■ **Things to do**:
- A) Using the passage on radiation therapy for Hodgkin lymphoma, answer the following:
(i) Which blood count can this therapy lower?
(ii) What other treatment does the passage name as one the care team may combine with radiation?
(iii) Radiation to which area can cause fertility problems?
- B) Extend the passage on radiation therapy for Hodgkin lymphoma, picking up after its final sentence.

■ **Extract to read**:

* * * * *

We use radiation therapy to destroy lymphoma cells, to prevent the cells from spreading, and/or to relieve pain or discomfort caused by an enlarged spleen or swollen lymph nodes. For Hodgkin lymphoma patients, radiation treatments are commonly given to lymph nodes in the neck, chest, underarms, abdomen, spleen, pelvis, and/or groin.

Your care team may combine radiation with other Hodgkin lymphoma treatments, like chemotherapy, to prevent the growth of new cancer cells.

Helping you manage radiation-induced side effects

Depending on your radiation dose, site, and other factors, radiation therapy for Hodgkin lymphoma may cause certain side effects. It can lower white blood cell count, which increases the risk of infection. Other potential side effects include: fatigue, nausea, dry mouth, skin reactions, and fertility problems (from radiation to the pelvic area).

As you receive treatment for Hodgkin lymphoma, your care team will work with you to manage these radiation-induced side effects. We’ll monitor your blood counts regularly. If needed, you’ll receive therapies to stimulate your blood cell production and prevent or treat infection.

You’ll also receive integrative oncology services like nutrition therapy, naturopathic medicine, pain management, oncology rehabilitation and mind-body medicine. These therapies help keep you strong so you can continue treatment while participating in your everyday activities.

* * * * *

■ **The data**:
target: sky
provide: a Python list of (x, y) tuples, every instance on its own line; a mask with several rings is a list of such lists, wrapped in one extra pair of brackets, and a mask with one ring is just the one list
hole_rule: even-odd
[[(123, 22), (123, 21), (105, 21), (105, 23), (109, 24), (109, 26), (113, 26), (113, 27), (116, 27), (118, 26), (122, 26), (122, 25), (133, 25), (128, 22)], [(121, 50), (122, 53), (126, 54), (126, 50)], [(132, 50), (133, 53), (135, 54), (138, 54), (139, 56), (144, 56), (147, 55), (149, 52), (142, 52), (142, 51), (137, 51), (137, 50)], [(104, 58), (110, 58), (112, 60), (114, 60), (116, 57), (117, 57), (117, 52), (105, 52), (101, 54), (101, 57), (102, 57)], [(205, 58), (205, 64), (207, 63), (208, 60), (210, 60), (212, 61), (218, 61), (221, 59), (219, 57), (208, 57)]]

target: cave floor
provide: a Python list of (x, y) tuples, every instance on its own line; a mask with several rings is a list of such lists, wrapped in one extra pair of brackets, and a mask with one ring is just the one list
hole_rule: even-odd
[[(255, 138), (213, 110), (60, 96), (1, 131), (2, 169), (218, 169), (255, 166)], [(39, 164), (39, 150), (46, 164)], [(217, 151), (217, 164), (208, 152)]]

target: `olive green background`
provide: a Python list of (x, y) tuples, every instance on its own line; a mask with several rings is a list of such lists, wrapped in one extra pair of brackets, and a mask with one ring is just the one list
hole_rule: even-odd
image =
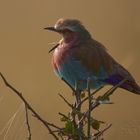
[[(43, 28), (62, 17), (81, 20), (140, 84), (139, 0), (0, 0), (0, 71), (44, 119), (57, 125), (58, 112), (68, 111), (58, 93), (72, 98), (69, 88), (53, 73), (52, 54), (48, 54), (51, 43), (61, 37)], [(114, 105), (103, 105), (93, 113), (113, 124), (105, 139), (139, 140), (140, 96), (118, 89), (111, 100)], [(27, 139), (21, 104), (0, 80), (0, 132), (19, 110), (7, 134), (0, 134), (0, 140), (4, 135), (5, 140)], [(35, 118), (30, 117), (30, 122), (33, 140), (53, 139)]]

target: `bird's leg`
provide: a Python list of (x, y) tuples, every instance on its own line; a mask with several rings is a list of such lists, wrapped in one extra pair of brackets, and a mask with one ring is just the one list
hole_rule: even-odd
[(75, 107), (76, 107), (76, 115), (77, 115), (77, 127), (78, 127), (78, 139), (79, 140), (83, 140), (83, 123), (79, 123), (80, 119), (81, 119), (81, 90), (79, 89), (79, 84), (81, 81), (76, 81), (76, 85), (75, 85), (75, 97), (76, 97), (76, 101), (75, 101)]

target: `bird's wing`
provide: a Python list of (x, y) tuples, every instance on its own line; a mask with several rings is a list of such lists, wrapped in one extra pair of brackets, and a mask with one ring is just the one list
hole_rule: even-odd
[(85, 43), (81, 43), (80, 46), (75, 47), (73, 56), (89, 71), (94, 72), (94, 75), (98, 75), (101, 67), (106, 73), (111, 72), (112, 61), (114, 61), (106, 52), (105, 47), (95, 40), (89, 40)]
[(140, 94), (140, 87), (135, 82), (132, 75), (119, 63), (117, 63), (106, 51), (105, 47), (96, 40), (82, 43), (75, 47), (74, 58), (95, 76), (100, 75), (100, 69), (104, 71), (104, 77), (99, 79), (105, 83), (116, 85), (127, 78), (128, 80), (121, 85), (121, 88)]

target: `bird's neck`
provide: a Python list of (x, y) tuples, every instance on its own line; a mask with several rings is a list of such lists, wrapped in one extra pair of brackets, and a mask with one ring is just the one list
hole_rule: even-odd
[(65, 34), (63, 34), (63, 42), (66, 44), (73, 45), (77, 43), (79, 39), (79, 34), (75, 32), (66, 32)]
[(78, 45), (78, 43), (86, 41), (89, 37), (76, 32), (66, 32), (63, 34), (63, 42), (70, 46)]

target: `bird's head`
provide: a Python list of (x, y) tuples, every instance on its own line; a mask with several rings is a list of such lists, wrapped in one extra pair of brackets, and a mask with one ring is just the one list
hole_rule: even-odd
[(71, 40), (74, 36), (78, 36), (81, 40), (91, 37), (86, 28), (76, 19), (59, 19), (54, 26), (44, 29), (62, 34), (65, 40)]

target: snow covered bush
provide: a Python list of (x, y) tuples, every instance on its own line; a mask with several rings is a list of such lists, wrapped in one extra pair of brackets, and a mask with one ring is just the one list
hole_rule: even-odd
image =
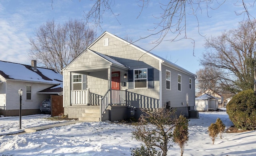
[(209, 132), (209, 135), (212, 138), (212, 144), (214, 144), (215, 137), (218, 136), (219, 133), (219, 129), (217, 124), (215, 123), (211, 124), (211, 125), (208, 127), (208, 132)]
[(245, 130), (256, 129), (256, 96), (252, 90), (240, 92), (227, 105), (227, 113), (235, 126)]
[(177, 120), (175, 111), (165, 108), (142, 111), (144, 114), (134, 124), (135, 130), (132, 136), (144, 145), (131, 149), (132, 155), (166, 156), (173, 140), (172, 132)]
[(225, 130), (225, 128), (226, 128), (226, 126), (225, 124), (223, 124), (222, 121), (220, 120), (220, 118), (218, 118), (216, 120), (216, 122), (215, 124), (218, 126), (218, 129), (219, 130), (219, 133), (220, 133), (220, 138), (221, 139), (222, 138), (222, 134)]

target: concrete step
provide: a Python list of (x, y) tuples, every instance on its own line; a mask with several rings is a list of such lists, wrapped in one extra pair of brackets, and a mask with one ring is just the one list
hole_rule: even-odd
[(84, 112), (86, 113), (100, 113), (100, 109), (86, 109)]
[(98, 117), (99, 116), (100, 116), (100, 113), (98, 112), (97, 113), (82, 113), (82, 116)]
[(100, 118), (98, 116), (98, 117), (80, 117), (78, 118), (78, 120), (88, 122), (100, 121)]

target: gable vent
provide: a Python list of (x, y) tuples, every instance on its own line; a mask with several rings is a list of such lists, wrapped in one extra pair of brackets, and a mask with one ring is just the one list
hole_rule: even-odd
[(108, 38), (104, 38), (103, 42), (104, 46), (108, 46)]

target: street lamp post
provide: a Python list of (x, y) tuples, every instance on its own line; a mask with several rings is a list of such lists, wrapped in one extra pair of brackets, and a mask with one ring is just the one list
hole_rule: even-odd
[(21, 96), (23, 95), (23, 90), (20, 88), (18, 90), (19, 96), (20, 96), (20, 129), (21, 129)]

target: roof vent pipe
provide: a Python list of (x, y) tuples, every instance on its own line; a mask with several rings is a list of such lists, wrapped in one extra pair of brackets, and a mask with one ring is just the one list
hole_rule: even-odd
[(34, 70), (34, 71), (36, 72), (37, 71), (36, 70), (36, 60), (31, 60), (31, 69)]

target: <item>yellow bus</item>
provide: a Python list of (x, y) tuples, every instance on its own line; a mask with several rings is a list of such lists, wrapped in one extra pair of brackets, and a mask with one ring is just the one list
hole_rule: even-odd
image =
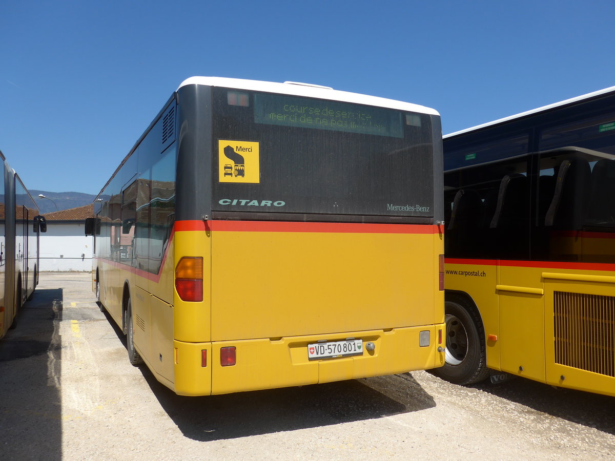
[(39, 234), (44, 217), (30, 193), (0, 152), (0, 338), (17, 325), (39, 275)]
[(615, 87), (445, 136), (446, 364), (615, 395)]
[(131, 363), (182, 395), (441, 366), (441, 149), (415, 104), (184, 81), (86, 226)]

* * * * *

■ **Responses to the tasks**:
- A)
(i) White blood cell count, which increases the risk of infection.
(ii) Chemotherapy.
(iii) The pelvic area.

- B)
What is radiation therapy?

Radiation therapy uses targeted energy (e.g., X-rays, radioactive substances) to destroy cancer cells, shrink tumors, and/or alleviate certain cancer-related symptoms. It may be used:

  • As a primary treatment to destroy cancer cells
  • In combination with other treatments to stop the growth of cancer cells
  • Before another treatment to shrink a tumor
  • After another treatment to stop the growth of any remaining cancer cells
  • To relieve symptoms of advanced cancer

At Cancer Treatment Centers of America® (CTCA), our radiation oncologists are experienced in using advanced technologies to deliver targeted radiation therapy while also proactively managing side effects.

Types of radiation

Some radiation therapy delivery methods include:

  • External beam radiation therapy – radiation is directed from a machine outside the body onto cancerous cells within the body. (Examples: 3D conformal radiation therapy, IMRT, IGRT, TomoTherapy, stereotactic radiosurgery)
  • Internal radiation therapy – radioactive material is placed (via a catheter or other carrier) directly into or near a tumor. (Example: high-dose rate brachytherapy)
  • Systemic radiation therapy – a radioactive substance (that is swallowed or injected) travels through the blood to locate and destroy cancerous cells. (Example: radioactive iodine therapy)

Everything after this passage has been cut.